TEXTE DU DOCUMENT
###

Il faut s’interroger sur la nature d’un monde où c’est un écran qui annonce à un malade qu’il va mourir.
C’est l’histoire d’un vieux monsieur de 78 ans qui est à l’hôpital aux États-Unis. Il a un problème pulmonaire, il sait que ça ne va pas fort. Le matin, il a vu un médecin qui lui a dit que le pronostic n’était pas bon. Là, il est avec sa petite-fille et un autre médecin vient lui parler. Scène classique à un détail près : le médecin n’est pas physiquement là. Il lui parle via un écran porté par un robot. Et le médecin-écran-robot lui annonce qu’il ne lui reste plus que quelques heures à vivre. Le patient ne comprend pas bien, il n’est pas sûr d’avoir entendu et c’est sa petite-fille qui doit lui répéter ce que la transmission vidéo vient de lui dire.
La scène a eu lieu en mars dernier. La petite-fille, sous le choc, en a filmé une partie et a lancé un appel sur Facebook pour dénoncer cette pratique.

###

CONSIGNE
Reprenez le texte sur le médecin qui annonce par écran à un patient sa mort prochaine et poursuivez-le à la suite de sa dernière phrase.

DONNÉES AFFICHÉES
###

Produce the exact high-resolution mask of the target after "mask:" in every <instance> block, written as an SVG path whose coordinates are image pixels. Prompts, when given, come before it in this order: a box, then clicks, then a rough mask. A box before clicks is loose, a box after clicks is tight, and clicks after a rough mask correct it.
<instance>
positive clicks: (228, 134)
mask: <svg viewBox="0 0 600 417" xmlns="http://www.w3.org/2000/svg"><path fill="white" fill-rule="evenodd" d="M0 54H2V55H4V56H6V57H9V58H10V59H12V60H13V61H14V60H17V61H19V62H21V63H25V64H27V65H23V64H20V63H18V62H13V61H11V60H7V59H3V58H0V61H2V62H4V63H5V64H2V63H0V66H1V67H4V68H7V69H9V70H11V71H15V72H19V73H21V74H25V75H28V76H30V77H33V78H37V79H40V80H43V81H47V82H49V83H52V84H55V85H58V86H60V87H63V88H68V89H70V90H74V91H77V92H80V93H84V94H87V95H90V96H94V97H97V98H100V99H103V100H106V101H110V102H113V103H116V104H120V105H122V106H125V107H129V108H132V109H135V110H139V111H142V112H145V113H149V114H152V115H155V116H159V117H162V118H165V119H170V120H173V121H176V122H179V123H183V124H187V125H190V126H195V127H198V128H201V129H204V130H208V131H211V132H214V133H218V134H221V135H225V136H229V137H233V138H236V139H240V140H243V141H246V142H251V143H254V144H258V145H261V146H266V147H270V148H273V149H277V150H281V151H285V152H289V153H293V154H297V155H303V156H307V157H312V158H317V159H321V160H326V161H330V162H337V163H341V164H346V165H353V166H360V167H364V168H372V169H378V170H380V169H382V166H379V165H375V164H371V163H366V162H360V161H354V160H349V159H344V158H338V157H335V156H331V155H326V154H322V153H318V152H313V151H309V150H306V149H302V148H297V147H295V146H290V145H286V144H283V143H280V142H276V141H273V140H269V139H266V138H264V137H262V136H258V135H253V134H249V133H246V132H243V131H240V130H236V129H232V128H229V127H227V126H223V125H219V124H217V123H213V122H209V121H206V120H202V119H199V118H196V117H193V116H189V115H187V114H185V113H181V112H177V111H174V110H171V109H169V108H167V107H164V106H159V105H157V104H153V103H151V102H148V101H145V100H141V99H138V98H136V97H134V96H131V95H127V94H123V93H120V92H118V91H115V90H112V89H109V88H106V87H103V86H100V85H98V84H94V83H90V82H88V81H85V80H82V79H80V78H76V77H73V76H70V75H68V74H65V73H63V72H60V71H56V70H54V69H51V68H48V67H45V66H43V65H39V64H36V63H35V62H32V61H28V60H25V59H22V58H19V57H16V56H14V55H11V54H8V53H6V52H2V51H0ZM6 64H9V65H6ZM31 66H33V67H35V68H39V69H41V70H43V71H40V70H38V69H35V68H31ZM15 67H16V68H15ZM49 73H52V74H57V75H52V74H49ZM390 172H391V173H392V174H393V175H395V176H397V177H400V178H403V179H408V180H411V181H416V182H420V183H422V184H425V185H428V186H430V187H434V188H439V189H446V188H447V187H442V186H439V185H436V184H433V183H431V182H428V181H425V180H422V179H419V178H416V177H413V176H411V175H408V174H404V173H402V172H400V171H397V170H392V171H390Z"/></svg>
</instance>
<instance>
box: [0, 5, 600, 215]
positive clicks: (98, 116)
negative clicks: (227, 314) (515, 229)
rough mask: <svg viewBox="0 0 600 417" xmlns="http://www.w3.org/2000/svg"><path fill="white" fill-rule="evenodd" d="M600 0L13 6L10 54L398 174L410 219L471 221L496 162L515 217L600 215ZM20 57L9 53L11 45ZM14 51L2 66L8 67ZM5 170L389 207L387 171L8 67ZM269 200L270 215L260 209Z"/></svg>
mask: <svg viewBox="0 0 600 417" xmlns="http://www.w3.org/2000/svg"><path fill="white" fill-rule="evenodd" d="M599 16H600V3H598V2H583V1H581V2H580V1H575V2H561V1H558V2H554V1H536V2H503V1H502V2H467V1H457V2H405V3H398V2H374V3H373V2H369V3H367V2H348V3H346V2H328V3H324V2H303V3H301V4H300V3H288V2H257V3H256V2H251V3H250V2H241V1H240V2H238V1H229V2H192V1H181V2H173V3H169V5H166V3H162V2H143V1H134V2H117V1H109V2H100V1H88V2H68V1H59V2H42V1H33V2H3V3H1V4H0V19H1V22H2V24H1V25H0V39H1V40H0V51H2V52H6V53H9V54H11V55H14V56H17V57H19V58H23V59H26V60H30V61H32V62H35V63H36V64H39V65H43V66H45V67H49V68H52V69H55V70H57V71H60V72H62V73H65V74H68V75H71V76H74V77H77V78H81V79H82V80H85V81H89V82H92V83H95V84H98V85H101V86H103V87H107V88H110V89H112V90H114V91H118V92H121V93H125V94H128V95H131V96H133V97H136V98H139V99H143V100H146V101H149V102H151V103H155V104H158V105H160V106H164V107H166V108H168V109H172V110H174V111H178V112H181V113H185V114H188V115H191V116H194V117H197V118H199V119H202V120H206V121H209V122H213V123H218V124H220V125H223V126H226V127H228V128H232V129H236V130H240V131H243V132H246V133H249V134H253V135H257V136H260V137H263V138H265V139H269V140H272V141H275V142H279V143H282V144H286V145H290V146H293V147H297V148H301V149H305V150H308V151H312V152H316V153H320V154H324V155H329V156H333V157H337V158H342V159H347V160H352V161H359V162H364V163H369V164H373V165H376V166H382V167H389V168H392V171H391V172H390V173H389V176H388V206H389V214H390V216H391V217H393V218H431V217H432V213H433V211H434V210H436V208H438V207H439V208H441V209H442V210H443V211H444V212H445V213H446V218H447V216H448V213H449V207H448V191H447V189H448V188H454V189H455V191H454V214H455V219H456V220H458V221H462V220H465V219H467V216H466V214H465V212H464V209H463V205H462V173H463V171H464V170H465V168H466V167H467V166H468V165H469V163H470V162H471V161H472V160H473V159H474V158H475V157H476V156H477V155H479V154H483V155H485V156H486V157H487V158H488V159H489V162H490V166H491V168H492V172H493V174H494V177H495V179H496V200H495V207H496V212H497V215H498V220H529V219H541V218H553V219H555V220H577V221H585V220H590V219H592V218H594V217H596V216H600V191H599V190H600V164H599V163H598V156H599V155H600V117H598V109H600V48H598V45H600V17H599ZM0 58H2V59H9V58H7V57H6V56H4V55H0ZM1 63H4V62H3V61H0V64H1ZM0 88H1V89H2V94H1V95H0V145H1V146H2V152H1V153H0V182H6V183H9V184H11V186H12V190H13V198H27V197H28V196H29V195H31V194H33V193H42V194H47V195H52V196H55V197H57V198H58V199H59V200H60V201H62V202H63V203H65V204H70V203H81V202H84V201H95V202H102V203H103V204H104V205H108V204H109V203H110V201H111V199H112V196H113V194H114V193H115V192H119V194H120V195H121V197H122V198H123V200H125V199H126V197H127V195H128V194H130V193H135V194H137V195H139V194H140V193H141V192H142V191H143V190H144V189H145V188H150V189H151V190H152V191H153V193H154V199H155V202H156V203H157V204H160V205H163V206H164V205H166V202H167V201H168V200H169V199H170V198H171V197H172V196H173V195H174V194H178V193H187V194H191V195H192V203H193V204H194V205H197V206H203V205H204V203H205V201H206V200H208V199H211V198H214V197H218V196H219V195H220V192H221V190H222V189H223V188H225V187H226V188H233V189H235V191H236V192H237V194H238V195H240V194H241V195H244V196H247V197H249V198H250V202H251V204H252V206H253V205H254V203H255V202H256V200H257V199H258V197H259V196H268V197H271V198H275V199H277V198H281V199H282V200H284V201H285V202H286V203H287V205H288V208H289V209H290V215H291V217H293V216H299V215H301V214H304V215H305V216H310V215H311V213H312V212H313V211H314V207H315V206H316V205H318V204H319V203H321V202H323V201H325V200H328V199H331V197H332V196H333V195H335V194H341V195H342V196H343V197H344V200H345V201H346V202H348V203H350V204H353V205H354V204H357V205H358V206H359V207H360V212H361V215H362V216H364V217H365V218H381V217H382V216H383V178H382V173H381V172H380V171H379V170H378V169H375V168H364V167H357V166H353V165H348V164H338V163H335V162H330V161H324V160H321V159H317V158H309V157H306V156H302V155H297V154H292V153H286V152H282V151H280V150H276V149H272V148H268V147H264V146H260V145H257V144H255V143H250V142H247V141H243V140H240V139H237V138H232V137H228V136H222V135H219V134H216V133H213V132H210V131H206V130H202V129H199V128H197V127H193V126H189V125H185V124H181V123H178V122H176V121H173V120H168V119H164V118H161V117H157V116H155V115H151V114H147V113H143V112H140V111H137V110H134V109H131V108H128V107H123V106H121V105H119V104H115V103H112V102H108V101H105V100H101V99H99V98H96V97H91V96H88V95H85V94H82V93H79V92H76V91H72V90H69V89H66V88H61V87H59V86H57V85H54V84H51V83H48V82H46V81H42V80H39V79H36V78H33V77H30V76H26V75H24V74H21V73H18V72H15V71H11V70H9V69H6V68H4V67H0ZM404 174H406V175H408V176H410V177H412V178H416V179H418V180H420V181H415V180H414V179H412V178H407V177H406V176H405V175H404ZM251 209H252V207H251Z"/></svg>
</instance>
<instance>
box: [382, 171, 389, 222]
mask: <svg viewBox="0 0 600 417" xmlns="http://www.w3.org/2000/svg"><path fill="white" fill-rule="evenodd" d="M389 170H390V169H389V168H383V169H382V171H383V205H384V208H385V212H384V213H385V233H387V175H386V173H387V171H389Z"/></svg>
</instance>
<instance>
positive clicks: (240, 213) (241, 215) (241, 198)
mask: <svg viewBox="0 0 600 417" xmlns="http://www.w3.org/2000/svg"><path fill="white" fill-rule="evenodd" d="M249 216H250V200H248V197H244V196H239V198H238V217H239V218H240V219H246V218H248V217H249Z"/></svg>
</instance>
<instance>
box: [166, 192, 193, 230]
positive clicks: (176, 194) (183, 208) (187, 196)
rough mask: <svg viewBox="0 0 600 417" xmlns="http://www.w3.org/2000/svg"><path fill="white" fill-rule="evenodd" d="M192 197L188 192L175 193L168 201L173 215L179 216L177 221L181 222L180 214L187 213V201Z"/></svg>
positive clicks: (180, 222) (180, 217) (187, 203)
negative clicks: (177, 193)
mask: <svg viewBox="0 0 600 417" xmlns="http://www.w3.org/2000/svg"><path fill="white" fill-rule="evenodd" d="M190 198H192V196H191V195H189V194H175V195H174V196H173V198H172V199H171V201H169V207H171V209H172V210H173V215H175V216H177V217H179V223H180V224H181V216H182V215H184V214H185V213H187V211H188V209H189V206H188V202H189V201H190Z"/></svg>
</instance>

###

RÉSULTAT PRODUIT
Il y aurait beaucoup à dire sur l’emploi de ces technologies dans le domaine médical. Il y a d’énormes avancées incontestables. Il ne s’agit pas de jeter à la poubelle toutes les innovations mais de se rappeler qu’il ne s’agit que d’outils et que c’est nous qui décidons de la société dans laquelle nous souhaitons vivre, ce que nous voulons ou pas déléguer à des machines. La pente devient dangereuse quand ces outils servent à pallier un manque de moyens financiers et humains. (...)
Quel degré de déshumanisation sommes-nous prêts à accepter au nom de restrictions budgétaires ? (...)
Le numérique qui était un truc de riche devient un truc de pauvre. Pas assez de moyens dans une école ? Il n’y a qu’à y mettre des écrans. Pas assez de moyens dans un hosto ? Hop, un médecin-écran. On va pouvoir automatiser les maisons de retraite avec des robots, ça coûtera moins cher. À l’inverse, dans une maison de retraite de luxe, on aura toujours une foule d’êtres humains pour s’occuper des pensionnaires. Idem dans un hôpital privé, on aura un médecin en chair et en os pour nous informer. Et de plus en plus d’écoles privées se targuent déjà d’être sans écran.
On va donc aboutir à une situation que Nellie Bowles qualifie de « luxurification de l’engagement humain ». Un contact humain devient un luxe. (...)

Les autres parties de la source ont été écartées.